- Text:
—————

Give the Plaintiffs' difficulty getting an answer from HFC, I attempted to put some bite into the requirement by stating that failure to file the Affidavit would result in an admission that the charges related to a prepetition period. HFC has filed the Affidavit as noted above but the period to which the charges relate is still not clear although it appears that HFC contends that they do not become due until the loan is satisfied as a "restructuring charge."
I had noted in a footnote to the Order that to the extent the charges related to a prepetition period, they would be discharged and collection would violate the discharge injunction of § 524. This gratuitous statement demonstrates the folly of an advisory opinion. As Debtors' plan is a cure plan, the mortgage loan is not being discharged in this proceeding. Thus, the Debtors' discharge is not applicable in this context.
DISCUSSION
In Coffin v. Malvern Federal Savings Bank. 90 F.3d 851 (3d Cir. 1996), following confirmation of the debtor's Chapter 13 plan, the creditor bank filed a motion for relief from the automatic stay to enforce its state law remedies against the debtor's real property. The bankruptcy court denied the motion finding the bank to be bound by the debtor's plan which was not in default. However, the opinion then noted that the bank's lien on the property was not discharged by the Chapter 13 case and the bank would be free to exercise its remedies upon conclusion of the case. The debtor, although the prevailing party on the motion, appealed what it viewed as an erroneous decision regarding whether the bank's lien survives the bankruptcy case. The Third Circuit Court of Appeals found that it did not have to reach the legal issue since it had no jurisdiction over the appeal. It reasoned that the bankruptcy court's finding that the bank's lien would not be discharged by the Chapter 13 case and that the bank, at the end of the case, would be free to pursue its state law remedies was an advisory opinion. Id. The Court's reasoning is instructive in this case:
The debtor had filed a motion to reconsider that aspect of the decision which was denied by the bankruptcy court. The district court affirmed, and the debtor appealed to the Third Circuit.
Its order denying Coffin's "cryptic" motion for reconsideration decided no actual controversy between the parties: Coffin had not moved for an order of lien avoidance (it is doubtful that he could have done so in any event, see 11 U.S.C. § 522(f)); the issue of whether the lien survived was not before the court for adjudication; and the "finding" it made did not determine whether the Bank would succeed in a subsequent foreclosure action in state court. If the lien survived, it survived by reason of the prior proceedings, including the confirmed Plan, not because of the court's "finding." Were the Bank to go to state court to foreclose on its mortgage, its right to do so would have to be determined by that court in light of its interpretation of the terms of the Confirmed Plan, as well as the terms of the mortgage, applicable state law and, of course, that court's findings of fact. To put it differently, had the bankruptcy court made a "finding" that the Bank's lien did not survive, the state court in the foreclosure proceeding would clearly not be precluded from ordering a foreclosure, if under applicable law the lien remained enforceable; such a finding, not being necessary to the decision, would be mere dictum and not give rise to res judicata or collateral estoppel.

—————

- Data listing:
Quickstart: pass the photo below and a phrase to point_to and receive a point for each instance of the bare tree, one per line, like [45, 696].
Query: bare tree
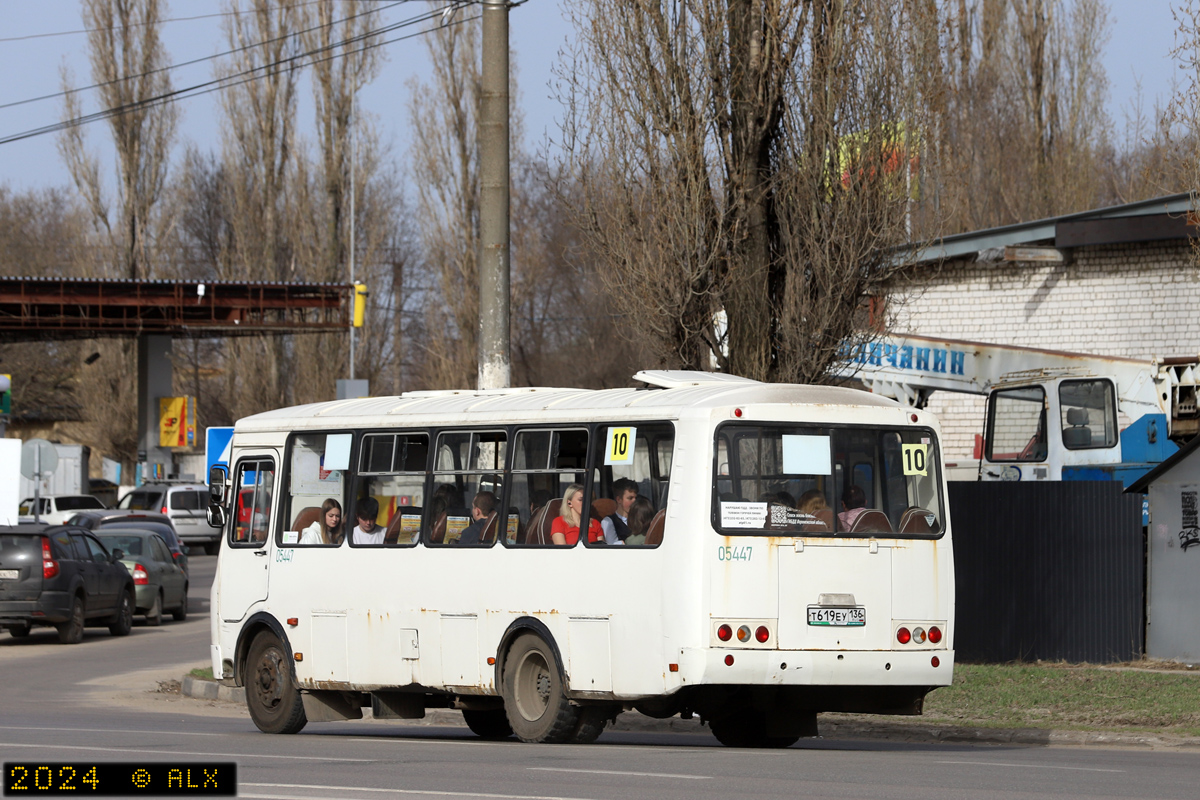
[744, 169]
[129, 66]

—————

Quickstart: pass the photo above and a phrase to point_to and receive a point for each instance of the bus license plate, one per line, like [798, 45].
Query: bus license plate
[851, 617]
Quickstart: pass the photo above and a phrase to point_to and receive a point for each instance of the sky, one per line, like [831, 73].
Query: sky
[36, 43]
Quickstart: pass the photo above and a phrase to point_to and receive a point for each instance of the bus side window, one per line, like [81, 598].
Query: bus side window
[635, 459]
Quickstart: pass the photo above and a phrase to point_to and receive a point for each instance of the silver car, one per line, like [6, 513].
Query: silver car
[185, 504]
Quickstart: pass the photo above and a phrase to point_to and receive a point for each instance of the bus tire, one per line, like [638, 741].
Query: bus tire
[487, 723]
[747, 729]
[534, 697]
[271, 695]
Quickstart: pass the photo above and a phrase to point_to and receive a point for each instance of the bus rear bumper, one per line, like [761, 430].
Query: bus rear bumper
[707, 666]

—————

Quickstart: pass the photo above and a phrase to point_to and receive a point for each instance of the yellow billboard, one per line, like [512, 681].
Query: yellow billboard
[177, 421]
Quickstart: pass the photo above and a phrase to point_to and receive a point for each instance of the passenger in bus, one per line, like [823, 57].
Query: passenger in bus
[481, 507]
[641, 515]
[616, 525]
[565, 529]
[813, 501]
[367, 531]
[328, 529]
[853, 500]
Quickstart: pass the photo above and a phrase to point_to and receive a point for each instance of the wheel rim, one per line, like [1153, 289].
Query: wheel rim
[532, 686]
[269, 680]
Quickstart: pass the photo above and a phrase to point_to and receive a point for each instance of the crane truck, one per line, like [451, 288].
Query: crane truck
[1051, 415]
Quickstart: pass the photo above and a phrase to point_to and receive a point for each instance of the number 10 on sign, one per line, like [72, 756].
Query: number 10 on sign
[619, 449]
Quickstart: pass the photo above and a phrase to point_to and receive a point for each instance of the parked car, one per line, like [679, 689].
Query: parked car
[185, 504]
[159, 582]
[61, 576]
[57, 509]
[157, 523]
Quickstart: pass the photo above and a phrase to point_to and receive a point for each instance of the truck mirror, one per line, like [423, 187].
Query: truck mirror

—————

- Task list:
(1) Decide whether each statement agrees with the bankruptcy opinion, answering yes or no and quoting the words of the opinion that settle it. (a) In Coffin, the bankruptcy court granted the bank's motion for relief from the automatic stay. (b) The Debtors' plan is a cure plan. (c) The Third Circuit held that it had jurisdiction over the debtor's appeal.
(2) In the bankruptcy opinion, which court affirmed after the bankruptcy court denied the debtor's motion to reconsider?
Answer from the bankruptcy opinion alone; the records play no part.

- Results in order:
(1)
(a) No: "The bankruptcy court denied the motion finding the bank to be bound by the debtor's plan which was not in default."
(b) Yes: "As Debtors' plan is a cure plan, the mortgage loan is not being discharged in this proceeding."
(c) No: "The Third Circuit Court of Appeals found that it did not have to reach the legal issue since it had no jurisdiction over the appeal."

(2) The district court.